Activity:
Only the lines from the one that contains "Place a point" through the final line of the entries should be repeated, exactly as written.

Saved data entries:
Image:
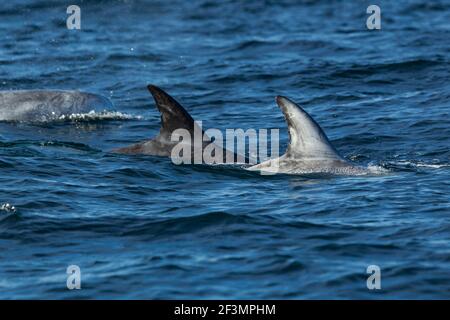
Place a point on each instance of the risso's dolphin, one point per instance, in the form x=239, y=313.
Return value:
x=309, y=150
x=189, y=148
x=44, y=105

Response to this exercise:
Place a point on each instance of the risso's dolphin, one point per instance, in the form x=239, y=313.
Return value:
x=309, y=150
x=189, y=148
x=44, y=105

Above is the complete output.